> _Extracted records_:
^^^^^^^^

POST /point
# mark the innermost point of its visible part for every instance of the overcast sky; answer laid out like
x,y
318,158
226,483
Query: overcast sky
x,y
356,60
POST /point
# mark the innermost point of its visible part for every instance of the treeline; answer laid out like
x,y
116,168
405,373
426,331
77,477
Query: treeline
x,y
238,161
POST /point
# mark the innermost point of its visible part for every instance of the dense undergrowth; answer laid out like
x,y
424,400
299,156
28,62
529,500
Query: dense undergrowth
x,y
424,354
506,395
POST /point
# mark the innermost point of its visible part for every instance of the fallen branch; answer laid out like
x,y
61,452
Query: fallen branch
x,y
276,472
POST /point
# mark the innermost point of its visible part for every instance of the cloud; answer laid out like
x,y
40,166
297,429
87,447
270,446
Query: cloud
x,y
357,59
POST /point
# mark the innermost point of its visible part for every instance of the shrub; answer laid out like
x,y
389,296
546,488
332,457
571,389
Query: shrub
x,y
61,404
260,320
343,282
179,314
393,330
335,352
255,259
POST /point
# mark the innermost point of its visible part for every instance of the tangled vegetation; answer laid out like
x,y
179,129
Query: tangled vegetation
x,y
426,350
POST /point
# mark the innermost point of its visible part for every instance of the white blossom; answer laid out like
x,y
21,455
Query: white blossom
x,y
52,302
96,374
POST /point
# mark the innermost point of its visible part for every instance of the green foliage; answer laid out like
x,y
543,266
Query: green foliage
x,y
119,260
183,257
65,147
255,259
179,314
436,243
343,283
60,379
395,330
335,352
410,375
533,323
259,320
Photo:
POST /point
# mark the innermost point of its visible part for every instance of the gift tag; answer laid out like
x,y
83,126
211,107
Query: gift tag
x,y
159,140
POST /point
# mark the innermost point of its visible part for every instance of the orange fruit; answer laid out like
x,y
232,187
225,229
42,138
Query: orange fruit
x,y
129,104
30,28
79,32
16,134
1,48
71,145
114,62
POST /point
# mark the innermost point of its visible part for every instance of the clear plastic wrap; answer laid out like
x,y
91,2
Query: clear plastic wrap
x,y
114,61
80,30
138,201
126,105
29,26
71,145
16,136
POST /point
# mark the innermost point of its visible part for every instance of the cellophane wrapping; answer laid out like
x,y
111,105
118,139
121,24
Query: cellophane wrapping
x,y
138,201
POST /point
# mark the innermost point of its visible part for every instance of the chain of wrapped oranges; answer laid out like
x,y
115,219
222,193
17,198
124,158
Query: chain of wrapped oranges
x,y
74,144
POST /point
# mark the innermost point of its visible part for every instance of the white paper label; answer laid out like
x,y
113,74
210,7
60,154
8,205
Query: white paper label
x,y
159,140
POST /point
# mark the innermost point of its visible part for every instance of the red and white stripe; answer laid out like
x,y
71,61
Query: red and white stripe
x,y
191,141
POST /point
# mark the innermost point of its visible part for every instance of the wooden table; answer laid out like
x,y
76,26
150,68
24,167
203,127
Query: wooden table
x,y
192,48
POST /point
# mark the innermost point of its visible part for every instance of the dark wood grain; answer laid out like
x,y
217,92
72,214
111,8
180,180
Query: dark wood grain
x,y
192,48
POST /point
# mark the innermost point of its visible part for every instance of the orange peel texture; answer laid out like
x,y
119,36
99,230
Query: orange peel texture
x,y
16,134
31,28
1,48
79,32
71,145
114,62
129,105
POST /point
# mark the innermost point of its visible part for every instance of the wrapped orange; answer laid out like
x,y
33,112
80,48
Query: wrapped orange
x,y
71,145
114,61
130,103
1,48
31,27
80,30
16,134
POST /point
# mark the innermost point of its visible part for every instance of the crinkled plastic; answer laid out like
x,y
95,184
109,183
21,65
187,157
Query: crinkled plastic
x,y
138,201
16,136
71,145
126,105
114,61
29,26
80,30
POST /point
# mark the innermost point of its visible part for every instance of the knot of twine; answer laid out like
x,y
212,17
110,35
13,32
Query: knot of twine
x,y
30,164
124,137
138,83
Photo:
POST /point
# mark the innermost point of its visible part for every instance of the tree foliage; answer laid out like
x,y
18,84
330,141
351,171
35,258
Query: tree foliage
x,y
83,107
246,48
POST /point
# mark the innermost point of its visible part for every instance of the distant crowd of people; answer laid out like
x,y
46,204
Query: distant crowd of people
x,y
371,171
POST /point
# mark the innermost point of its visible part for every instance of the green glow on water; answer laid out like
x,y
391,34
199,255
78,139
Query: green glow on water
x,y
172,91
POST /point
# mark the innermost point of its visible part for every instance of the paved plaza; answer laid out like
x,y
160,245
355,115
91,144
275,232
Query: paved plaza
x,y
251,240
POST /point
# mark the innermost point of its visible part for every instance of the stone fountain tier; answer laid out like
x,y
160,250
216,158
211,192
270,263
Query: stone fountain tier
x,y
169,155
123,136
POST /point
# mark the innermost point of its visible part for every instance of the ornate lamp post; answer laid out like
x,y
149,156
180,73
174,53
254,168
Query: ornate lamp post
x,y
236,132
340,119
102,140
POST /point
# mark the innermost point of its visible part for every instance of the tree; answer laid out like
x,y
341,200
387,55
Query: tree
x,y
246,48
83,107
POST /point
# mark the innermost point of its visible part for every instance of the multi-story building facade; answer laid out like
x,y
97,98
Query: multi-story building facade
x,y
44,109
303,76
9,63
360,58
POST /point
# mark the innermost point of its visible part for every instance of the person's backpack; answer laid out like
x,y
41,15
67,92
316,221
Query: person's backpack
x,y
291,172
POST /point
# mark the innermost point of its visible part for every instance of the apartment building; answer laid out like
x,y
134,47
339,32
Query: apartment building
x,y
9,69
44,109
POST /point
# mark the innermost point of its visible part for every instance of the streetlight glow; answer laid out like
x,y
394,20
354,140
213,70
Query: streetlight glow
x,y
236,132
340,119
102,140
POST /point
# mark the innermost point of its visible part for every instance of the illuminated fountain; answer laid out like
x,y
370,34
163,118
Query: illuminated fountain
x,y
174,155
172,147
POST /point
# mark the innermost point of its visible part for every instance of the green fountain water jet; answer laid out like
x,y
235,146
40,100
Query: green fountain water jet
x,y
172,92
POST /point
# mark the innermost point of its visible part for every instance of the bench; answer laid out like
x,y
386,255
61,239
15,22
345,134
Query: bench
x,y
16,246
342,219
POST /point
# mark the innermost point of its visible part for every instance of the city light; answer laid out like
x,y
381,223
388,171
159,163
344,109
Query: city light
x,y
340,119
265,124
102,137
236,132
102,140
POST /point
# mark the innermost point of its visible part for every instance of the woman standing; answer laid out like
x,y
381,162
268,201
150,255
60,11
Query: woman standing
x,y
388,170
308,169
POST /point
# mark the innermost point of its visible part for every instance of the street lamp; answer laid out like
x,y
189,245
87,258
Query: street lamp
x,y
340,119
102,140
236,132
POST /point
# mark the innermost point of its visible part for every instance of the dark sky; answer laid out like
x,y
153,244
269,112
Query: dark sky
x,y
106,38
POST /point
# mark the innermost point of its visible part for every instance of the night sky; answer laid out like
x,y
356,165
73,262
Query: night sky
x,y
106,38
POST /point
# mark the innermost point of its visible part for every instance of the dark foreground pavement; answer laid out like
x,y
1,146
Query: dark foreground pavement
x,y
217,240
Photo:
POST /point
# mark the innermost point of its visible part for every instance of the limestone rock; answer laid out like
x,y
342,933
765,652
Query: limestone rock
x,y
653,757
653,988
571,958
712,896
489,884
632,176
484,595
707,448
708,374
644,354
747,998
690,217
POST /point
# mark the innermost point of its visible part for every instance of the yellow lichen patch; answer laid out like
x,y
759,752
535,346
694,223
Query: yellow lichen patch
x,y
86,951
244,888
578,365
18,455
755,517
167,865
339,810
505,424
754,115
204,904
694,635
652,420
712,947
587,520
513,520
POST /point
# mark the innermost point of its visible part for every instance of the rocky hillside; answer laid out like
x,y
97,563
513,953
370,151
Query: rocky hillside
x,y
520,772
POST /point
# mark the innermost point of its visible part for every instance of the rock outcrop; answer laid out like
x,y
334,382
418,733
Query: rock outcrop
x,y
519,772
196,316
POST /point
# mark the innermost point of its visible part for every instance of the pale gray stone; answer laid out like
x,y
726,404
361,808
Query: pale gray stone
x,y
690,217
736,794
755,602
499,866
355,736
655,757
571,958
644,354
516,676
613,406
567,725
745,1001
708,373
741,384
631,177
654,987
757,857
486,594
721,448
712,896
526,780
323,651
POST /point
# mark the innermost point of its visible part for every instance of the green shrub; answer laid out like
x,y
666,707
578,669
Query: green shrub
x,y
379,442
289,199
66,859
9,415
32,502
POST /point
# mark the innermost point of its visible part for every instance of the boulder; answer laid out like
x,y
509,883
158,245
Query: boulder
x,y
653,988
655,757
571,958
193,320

^^^^^^^^

> _HOW TO COMPLETE THIS TASK_: Could you print, word for word, the line containing "Query: limestone rock" and every line after it through the end of the records, and nothing else?

> _EXPECTED ANSWER_:
Query: limestone rock
x,y
653,757
653,988
571,958
712,896
489,884
632,176
484,595
707,448
708,374
644,354
747,998
690,217
POST /point
# mark the innermost point of its visible part for every instance of the yellow lichen patch; answer laid out like
x,y
759,752
535,346
694,223
Query: yellow lichen patch
x,y
86,951
244,888
578,365
18,455
755,517
167,865
339,810
505,424
754,115
204,904
694,635
652,420
712,947
587,520
513,520
POST /point
# mark the innermost point of its visible part for every instance of the rocky hillside; answer laid out like
x,y
97,563
513,953
370,151
Query: rocky hillside
x,y
520,772
POST /point
# mark the innermost point of its visible part for every instance of the rock outcrop; answer laid out like
x,y
334,382
418,733
Query: rock outcrop
x,y
519,772
196,316
POST /point
# mark the innermost point of its visible part for every instance of the pale gray stone; answer laid out like
x,y
726,404
361,808
Query: pale gray stone
x,y
690,217
736,794
755,602
499,866
355,736
655,757
571,958
644,354
516,676
613,406
567,725
745,1001
708,373
741,384
631,177
654,987
757,857
486,594
721,448
712,896
526,780
323,651
POST /point
# mark the innermost point of its visible part for every instance of the green shrub; answer laid out like
x,y
666,707
578,669
Query: green shrub
x,y
379,442
289,199
66,859
9,415
32,502
POST /point
# mark the innermost point of its visible part for every instance of the boulder; answer laid out like
x,y
509,883
158,245
Query: boulder
x,y
653,988
655,757
571,958
193,320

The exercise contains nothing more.